- INPUT ROWS
——————————
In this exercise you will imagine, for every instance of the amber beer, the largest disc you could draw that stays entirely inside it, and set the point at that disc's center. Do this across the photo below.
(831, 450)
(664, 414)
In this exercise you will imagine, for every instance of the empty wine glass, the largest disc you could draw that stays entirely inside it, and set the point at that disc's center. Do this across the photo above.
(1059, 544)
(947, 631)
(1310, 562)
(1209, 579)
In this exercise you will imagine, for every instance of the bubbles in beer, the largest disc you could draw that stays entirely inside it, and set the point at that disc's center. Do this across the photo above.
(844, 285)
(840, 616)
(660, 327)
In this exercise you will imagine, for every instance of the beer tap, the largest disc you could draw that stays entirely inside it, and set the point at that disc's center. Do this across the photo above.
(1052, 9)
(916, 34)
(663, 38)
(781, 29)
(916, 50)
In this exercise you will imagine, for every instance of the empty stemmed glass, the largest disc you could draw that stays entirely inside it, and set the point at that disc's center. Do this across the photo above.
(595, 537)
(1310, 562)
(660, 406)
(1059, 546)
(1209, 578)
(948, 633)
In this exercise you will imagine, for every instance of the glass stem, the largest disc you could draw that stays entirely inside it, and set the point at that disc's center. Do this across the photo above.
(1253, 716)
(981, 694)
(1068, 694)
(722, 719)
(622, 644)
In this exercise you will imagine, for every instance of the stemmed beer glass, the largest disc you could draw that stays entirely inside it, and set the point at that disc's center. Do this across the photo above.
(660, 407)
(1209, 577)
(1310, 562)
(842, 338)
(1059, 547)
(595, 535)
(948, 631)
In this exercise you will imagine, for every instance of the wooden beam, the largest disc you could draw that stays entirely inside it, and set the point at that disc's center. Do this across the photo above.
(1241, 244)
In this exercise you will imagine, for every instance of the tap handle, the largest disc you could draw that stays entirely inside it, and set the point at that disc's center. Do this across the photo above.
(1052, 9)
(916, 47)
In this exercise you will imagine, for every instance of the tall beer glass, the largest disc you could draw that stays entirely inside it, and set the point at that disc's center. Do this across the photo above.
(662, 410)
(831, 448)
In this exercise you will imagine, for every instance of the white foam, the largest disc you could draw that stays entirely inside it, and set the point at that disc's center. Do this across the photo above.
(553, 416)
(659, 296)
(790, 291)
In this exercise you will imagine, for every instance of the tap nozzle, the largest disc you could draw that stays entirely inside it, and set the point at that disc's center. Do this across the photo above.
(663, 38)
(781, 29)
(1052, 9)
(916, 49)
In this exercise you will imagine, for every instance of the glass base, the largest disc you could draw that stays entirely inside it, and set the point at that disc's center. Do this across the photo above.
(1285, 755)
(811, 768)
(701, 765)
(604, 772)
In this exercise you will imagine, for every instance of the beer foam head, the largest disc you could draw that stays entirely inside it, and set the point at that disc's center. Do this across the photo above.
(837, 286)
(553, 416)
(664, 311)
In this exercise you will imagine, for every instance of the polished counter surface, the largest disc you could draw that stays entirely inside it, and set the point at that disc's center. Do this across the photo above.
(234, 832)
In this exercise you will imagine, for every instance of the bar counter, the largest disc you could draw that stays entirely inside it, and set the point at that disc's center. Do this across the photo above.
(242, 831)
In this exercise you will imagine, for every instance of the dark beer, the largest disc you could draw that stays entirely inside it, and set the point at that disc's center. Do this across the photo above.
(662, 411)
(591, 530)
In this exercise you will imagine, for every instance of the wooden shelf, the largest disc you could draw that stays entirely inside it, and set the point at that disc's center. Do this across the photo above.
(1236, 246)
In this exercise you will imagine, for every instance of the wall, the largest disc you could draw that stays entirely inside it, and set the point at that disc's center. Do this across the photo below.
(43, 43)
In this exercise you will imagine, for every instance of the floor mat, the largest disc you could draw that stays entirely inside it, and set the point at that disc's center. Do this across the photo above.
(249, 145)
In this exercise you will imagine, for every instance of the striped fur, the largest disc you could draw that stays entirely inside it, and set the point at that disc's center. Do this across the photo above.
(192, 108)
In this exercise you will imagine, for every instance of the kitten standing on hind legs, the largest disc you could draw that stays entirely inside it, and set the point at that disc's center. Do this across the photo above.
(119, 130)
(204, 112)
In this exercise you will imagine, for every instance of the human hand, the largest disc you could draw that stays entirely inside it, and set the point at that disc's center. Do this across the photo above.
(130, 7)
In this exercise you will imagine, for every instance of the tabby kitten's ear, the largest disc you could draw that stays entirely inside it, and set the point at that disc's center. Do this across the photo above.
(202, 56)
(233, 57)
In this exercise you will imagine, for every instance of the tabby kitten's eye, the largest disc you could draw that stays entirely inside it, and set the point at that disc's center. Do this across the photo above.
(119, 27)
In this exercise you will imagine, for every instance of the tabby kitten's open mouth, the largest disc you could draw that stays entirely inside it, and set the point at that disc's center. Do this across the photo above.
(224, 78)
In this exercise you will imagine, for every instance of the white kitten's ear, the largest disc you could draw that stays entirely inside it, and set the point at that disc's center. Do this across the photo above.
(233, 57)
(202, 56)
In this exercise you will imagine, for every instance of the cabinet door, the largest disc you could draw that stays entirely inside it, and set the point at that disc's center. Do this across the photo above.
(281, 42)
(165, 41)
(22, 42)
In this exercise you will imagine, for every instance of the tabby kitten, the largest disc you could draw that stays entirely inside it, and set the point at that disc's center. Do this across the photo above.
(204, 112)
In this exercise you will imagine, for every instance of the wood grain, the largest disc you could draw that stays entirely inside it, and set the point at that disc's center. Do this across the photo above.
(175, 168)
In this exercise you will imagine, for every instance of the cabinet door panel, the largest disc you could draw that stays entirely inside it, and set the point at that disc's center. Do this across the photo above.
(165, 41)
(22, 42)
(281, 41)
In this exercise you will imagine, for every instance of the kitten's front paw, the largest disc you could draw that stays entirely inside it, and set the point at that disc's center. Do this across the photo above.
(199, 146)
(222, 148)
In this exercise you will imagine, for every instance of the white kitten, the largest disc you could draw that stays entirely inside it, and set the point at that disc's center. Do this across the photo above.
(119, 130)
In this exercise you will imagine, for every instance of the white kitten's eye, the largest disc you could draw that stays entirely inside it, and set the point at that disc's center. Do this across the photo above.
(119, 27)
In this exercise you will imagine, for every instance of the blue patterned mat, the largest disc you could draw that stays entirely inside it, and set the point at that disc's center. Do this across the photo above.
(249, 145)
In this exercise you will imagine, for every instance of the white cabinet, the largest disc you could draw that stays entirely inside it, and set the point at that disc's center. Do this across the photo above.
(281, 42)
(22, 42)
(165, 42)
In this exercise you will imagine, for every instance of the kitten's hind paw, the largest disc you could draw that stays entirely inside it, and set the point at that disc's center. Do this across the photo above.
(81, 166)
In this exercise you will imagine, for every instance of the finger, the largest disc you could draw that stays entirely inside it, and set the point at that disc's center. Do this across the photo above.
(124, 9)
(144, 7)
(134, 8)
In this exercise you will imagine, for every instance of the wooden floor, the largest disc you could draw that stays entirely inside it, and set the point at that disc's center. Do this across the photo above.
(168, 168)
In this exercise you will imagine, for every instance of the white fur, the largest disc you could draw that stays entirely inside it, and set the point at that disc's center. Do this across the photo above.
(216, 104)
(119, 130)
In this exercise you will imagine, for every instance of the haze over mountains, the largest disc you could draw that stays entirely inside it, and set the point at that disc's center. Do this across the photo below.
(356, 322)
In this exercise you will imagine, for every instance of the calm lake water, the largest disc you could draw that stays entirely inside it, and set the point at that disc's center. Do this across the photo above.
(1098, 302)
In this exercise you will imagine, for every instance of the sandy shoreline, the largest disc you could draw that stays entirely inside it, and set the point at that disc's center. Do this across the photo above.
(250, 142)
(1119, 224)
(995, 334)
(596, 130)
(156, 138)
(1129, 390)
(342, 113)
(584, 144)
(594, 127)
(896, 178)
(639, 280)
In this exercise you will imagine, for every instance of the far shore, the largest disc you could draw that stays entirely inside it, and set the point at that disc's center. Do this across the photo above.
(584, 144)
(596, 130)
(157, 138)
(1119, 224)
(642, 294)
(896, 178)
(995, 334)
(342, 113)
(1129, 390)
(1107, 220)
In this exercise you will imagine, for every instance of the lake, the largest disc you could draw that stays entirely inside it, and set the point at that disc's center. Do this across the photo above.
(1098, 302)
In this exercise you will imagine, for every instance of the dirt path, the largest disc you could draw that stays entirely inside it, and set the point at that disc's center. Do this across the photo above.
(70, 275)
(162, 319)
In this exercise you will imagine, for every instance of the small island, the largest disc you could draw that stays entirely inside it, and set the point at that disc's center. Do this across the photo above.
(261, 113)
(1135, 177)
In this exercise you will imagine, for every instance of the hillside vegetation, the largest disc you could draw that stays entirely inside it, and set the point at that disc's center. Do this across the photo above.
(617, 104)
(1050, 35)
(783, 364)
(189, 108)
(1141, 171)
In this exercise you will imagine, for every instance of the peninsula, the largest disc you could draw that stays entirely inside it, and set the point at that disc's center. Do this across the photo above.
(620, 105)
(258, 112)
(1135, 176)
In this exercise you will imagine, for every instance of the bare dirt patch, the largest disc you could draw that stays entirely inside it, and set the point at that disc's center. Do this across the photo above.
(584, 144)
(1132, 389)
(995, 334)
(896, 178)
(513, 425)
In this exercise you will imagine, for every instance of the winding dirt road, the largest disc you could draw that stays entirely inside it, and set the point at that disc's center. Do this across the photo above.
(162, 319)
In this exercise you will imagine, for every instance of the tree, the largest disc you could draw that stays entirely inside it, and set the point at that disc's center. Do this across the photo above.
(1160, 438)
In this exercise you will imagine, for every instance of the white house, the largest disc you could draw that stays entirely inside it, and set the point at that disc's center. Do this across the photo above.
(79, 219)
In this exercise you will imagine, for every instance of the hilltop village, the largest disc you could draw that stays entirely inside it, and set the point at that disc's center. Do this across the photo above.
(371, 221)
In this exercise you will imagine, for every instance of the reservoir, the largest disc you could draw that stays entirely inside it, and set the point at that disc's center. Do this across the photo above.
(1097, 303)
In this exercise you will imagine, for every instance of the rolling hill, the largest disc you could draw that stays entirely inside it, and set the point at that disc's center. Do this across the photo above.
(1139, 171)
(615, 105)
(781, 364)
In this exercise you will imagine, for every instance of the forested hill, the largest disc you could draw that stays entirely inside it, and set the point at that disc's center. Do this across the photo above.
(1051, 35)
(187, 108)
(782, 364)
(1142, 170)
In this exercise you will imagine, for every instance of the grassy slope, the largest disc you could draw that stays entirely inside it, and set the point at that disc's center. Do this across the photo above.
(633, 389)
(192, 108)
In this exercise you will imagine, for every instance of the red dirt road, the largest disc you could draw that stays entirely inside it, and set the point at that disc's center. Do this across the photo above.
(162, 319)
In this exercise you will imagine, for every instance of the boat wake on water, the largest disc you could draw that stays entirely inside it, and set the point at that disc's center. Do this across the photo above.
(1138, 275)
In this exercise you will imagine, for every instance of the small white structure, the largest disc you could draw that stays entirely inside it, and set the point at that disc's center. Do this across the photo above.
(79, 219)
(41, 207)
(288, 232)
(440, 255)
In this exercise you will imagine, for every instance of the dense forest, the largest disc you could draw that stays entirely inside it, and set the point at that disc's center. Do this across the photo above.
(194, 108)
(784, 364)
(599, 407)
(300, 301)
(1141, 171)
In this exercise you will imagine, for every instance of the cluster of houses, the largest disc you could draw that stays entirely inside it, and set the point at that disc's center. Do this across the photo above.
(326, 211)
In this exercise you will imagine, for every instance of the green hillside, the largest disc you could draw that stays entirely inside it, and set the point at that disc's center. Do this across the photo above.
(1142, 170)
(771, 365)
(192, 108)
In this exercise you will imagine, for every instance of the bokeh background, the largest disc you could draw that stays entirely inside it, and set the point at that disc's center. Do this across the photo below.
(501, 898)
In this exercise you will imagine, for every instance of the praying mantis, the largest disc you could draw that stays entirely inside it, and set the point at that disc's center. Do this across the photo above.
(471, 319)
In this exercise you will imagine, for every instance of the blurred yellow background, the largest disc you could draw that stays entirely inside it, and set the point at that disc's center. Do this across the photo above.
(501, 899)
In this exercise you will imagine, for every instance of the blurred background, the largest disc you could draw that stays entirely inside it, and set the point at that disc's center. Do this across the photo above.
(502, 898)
——————————
- EXERCISE REQUIREMENTS
Please quote nothing but the lines from the line with "of the cluster" through the end of the data above, exactly as written, ends included.

- CORRECT RESULT
In this exercise you will imagine, for every instance of the cluster of houses, the largest disc you could draw that stays entirely inside it, and set the point at that disc's center. Do this across the photo above.
(326, 211)
In this exercise you will imagine, for every instance of the green hillside, the largest disc you could draw that stays entirely inside it, and set the point at that disc's center. Do this across the photo above.
(1142, 170)
(771, 365)
(192, 108)
In this exercise you will imagine, for every instance of the bokeh background, the largest disc you could draw that stays entirely inside it, and set the point at that disc's center. Do this across the photo below.
(501, 898)
In this exercise you will imagine, for every instance of the praying mantis, the largest disc you could draw that stays entirely inside it, and set the point at that disc's center. Do this across the photo above.
(471, 319)
In this exercise you will imagine, for every instance of the blurred yellow background, the largest disc you could draw that stays entirely inside it, and set the point at that disc's center. Do this across the photo above.
(501, 899)
In this exercise you will imagine, for every instance of the blurred background, the largest disc you could draw that stays entirely inside it, and set the point at that disc's center. Do this across the photo above.
(502, 898)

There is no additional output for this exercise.